Saved entries
○ ○ ○ ○
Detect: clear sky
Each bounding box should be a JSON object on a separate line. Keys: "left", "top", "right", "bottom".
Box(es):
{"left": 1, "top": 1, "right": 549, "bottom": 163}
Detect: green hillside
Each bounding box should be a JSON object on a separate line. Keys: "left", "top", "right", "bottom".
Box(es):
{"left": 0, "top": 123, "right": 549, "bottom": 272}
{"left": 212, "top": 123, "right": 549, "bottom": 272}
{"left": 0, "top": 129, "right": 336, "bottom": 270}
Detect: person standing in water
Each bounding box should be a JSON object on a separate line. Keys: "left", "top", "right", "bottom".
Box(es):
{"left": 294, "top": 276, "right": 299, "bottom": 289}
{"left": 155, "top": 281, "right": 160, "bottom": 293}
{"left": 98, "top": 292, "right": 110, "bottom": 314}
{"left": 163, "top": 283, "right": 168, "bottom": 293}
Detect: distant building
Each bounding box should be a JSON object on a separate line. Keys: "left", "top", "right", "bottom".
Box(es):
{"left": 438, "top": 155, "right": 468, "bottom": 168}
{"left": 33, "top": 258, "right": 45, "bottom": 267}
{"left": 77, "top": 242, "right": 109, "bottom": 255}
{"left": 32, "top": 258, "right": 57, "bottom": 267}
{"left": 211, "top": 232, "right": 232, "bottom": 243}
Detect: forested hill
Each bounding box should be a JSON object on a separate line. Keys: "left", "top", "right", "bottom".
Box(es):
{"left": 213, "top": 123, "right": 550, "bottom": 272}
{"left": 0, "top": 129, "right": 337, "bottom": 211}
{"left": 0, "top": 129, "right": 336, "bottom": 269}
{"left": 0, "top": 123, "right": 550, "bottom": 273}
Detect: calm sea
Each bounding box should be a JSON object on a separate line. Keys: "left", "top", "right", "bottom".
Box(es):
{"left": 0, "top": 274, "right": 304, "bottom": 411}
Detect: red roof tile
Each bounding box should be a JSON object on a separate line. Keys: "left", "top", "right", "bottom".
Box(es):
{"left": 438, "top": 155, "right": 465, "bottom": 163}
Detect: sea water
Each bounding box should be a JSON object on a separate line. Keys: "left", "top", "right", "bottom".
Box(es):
○ ○ ○ ○
● **PROMPT**:
Each line of the entries above that contains "water" is to be copied.

● **WRITTEN ANSWER**:
Detect: person standing in water
Detect: sea water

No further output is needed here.